----- RAW DATA
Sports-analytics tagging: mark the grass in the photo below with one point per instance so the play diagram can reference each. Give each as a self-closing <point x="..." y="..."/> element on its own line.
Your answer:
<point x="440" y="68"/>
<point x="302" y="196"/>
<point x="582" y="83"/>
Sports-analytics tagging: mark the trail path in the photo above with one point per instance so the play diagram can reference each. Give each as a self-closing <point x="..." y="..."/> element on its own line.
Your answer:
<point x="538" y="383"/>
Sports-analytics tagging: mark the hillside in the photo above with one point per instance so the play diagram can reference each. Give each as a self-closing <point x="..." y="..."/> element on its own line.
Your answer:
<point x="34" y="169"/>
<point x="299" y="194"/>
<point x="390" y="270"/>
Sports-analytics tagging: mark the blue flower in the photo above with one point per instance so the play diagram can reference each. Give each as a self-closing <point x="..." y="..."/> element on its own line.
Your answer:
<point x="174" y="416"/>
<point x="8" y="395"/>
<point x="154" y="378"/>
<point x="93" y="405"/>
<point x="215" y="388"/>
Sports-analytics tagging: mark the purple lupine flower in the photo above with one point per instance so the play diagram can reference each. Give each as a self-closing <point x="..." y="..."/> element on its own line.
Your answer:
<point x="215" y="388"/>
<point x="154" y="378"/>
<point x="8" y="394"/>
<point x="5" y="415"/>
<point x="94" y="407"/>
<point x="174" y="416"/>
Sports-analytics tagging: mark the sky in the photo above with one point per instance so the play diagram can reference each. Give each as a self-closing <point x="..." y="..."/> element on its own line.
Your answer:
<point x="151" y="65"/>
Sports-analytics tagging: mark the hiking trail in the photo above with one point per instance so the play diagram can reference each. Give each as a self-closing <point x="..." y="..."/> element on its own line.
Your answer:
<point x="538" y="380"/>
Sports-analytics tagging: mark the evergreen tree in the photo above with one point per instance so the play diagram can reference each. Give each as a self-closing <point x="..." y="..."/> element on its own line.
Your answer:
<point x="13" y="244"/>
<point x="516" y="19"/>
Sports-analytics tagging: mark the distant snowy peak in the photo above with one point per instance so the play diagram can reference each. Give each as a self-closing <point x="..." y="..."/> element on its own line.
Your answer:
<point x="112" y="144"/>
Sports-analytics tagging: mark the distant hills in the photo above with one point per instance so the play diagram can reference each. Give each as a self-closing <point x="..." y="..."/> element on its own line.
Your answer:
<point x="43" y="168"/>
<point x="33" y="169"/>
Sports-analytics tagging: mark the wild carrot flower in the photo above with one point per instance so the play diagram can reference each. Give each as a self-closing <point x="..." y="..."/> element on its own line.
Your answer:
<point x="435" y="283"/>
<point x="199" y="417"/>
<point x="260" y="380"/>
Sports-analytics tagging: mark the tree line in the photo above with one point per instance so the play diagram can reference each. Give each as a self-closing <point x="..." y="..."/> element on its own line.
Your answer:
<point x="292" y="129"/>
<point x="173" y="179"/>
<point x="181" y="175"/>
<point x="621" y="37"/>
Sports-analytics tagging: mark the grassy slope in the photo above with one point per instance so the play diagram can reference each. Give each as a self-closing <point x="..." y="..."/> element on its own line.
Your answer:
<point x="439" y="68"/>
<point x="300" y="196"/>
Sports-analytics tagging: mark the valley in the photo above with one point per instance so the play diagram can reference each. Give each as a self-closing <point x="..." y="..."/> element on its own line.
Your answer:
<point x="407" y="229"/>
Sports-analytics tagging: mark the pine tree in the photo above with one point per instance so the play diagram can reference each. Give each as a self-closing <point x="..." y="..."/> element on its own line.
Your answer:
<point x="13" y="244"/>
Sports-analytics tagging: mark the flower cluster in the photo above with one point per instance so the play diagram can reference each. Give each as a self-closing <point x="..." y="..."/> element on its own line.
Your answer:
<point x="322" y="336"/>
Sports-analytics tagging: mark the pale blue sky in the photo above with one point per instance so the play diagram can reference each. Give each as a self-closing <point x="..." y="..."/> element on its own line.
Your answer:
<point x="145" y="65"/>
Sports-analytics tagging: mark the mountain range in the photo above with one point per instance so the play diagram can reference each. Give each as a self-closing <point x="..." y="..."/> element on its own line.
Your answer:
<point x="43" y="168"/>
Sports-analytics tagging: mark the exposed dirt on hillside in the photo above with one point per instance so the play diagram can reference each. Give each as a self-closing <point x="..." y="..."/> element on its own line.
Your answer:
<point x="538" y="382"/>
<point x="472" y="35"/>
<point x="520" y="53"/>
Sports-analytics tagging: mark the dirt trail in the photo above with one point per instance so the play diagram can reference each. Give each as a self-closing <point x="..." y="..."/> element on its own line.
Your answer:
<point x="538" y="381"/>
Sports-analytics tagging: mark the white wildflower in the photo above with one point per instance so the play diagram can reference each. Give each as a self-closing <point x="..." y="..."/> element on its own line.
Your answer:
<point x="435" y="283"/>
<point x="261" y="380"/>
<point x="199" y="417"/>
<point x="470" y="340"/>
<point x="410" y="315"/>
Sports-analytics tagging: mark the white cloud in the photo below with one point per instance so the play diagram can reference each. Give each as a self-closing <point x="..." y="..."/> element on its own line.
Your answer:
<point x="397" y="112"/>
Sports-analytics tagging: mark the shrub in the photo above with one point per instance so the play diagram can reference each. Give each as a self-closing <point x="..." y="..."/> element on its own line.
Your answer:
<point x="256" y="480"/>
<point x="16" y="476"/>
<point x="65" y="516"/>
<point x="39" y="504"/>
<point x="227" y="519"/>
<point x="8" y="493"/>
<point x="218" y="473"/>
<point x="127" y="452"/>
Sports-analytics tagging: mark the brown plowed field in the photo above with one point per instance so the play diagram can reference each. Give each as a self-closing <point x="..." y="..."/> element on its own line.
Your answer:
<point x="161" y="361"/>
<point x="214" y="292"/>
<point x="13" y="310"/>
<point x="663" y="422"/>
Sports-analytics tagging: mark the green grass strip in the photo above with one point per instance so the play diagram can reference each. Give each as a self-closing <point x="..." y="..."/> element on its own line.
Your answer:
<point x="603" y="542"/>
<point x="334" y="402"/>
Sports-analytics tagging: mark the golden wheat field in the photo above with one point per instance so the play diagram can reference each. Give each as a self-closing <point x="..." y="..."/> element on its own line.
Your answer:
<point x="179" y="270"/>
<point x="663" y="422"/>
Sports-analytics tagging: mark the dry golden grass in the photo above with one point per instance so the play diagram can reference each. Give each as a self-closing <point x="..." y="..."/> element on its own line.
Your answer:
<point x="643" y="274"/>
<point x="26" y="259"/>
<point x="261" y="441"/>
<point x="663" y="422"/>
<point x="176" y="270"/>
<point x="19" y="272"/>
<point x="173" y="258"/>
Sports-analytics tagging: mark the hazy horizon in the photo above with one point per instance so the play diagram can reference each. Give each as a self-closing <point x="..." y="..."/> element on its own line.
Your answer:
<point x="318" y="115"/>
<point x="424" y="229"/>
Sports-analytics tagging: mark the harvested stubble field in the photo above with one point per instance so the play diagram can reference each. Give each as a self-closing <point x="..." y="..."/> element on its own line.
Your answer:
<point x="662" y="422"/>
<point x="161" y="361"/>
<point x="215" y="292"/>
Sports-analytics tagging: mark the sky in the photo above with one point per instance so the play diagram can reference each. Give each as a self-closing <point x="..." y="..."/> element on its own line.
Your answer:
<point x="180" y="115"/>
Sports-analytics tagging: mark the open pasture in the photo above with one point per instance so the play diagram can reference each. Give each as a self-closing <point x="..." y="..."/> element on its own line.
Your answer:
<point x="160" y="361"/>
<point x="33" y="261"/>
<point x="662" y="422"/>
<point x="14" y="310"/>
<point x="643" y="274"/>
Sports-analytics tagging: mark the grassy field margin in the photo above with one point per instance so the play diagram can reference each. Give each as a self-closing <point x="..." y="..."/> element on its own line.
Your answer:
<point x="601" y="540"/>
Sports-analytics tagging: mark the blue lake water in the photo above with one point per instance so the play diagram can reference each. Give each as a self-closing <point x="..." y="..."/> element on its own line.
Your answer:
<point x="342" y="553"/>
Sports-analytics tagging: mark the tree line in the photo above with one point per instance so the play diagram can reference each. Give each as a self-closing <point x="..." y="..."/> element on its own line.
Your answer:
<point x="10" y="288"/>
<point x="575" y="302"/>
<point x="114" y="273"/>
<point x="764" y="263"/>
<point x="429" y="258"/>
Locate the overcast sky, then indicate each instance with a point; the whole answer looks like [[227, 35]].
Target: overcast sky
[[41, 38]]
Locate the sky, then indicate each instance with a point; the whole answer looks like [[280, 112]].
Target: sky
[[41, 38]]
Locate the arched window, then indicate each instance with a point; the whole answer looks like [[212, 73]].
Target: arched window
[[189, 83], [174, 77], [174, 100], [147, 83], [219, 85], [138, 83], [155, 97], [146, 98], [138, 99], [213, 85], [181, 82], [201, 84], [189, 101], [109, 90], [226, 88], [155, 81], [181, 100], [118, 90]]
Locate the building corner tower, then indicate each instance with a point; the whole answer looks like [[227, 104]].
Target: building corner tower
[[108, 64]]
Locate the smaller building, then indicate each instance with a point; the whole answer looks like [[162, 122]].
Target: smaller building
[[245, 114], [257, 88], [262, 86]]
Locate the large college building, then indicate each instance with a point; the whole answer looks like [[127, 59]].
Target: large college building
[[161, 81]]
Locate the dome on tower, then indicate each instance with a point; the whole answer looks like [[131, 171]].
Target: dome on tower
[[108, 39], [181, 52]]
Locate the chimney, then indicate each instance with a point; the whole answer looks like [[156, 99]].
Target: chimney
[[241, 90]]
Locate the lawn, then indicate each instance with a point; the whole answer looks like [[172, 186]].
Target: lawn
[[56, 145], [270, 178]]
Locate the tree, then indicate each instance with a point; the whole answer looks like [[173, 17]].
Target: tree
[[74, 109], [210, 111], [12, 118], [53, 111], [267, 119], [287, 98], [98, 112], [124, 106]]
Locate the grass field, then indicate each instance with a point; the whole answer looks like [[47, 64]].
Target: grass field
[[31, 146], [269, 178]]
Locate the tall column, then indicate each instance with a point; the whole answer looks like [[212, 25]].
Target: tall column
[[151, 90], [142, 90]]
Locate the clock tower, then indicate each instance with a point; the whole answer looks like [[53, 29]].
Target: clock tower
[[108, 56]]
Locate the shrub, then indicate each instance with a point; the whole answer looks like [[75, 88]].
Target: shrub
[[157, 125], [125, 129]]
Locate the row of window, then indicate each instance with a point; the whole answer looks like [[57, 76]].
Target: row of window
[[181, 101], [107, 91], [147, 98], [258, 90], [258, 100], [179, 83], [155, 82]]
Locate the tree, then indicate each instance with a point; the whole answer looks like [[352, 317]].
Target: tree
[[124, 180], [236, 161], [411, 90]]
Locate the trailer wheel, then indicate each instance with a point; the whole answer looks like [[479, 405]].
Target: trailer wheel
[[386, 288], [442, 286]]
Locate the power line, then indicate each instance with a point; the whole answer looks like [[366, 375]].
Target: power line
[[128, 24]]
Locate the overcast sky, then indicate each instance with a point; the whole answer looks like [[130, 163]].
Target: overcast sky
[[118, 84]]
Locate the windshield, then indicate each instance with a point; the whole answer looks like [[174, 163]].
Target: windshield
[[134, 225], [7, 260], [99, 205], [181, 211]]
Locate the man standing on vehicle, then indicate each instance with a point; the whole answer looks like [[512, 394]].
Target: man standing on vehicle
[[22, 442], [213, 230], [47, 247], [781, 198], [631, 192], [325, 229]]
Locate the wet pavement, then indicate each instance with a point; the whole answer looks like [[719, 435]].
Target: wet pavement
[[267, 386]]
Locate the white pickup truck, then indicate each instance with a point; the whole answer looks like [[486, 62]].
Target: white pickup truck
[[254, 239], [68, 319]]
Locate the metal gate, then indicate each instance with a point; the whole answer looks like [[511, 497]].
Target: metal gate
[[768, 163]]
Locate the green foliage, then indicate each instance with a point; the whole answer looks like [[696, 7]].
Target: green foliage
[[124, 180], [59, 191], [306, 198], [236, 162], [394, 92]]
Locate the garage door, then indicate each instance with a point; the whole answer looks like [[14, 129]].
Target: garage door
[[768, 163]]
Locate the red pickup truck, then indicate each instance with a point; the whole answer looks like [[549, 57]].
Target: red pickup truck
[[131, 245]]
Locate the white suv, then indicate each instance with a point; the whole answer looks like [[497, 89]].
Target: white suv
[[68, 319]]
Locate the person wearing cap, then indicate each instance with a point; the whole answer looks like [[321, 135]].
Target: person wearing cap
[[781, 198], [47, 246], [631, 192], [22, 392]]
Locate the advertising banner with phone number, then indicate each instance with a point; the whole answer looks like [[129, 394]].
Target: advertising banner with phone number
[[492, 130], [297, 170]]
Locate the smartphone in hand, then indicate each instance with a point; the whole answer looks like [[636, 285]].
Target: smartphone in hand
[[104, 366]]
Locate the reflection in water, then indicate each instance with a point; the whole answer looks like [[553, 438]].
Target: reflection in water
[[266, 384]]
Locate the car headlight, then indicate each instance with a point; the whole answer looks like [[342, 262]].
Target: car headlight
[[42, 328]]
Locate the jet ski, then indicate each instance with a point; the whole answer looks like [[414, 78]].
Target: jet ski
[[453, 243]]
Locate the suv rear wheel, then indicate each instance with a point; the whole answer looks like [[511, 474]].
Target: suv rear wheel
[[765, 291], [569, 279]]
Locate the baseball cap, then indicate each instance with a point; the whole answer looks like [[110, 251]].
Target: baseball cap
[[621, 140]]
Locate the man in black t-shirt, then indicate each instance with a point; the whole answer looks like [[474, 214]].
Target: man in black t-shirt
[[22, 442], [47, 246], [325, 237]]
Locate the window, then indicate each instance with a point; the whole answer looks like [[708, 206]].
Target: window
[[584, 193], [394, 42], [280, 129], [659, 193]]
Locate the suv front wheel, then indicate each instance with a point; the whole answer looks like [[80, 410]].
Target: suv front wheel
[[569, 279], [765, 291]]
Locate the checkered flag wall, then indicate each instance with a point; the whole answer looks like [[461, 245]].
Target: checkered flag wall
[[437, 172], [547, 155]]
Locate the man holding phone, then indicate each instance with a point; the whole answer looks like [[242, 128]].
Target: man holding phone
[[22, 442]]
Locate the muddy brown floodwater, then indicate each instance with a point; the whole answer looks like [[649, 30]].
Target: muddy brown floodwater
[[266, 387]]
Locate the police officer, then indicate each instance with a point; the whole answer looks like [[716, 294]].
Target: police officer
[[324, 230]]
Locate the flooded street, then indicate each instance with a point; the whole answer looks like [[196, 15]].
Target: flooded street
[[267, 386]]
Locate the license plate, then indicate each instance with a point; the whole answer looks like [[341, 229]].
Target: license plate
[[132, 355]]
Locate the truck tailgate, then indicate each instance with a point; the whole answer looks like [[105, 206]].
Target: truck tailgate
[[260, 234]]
----------
◆ WHAT YOU ARE ASKED TO DO: Print the rows again without any change, beginning at the line that contains "Locate the dome" and continuing through the line that contains "[[56, 145], [270, 178]]", with both of those lines included.

◆ COMPLETE RESPONSE:
Locate the dome on tower, then indicate each instance with a point; the whole answer looks like [[131, 171]].
Target: dome on tower
[[108, 39], [181, 52]]
Locate the chimney, then indicate each instance with a point; the whole answer looks like [[156, 99]].
Target: chimney
[[241, 90]]
Locate the lawn, then indicate each instance with a point; the whole answer looks like [[172, 186]].
Target: lawn
[[56, 145], [270, 178]]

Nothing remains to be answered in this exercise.